Records from a collection:
>>>>

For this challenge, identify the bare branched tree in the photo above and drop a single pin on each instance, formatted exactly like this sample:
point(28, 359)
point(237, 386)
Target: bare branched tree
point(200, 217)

<<<<

Task objective: For this exercise, write out all of the data exactly.

Result below:
For this challenge, identify the bare branched tree in the photo above and drop a single pin on each instance, formatted exactly like this sample:
point(28, 359)
point(237, 386)
Target: bare branched tree
point(200, 217)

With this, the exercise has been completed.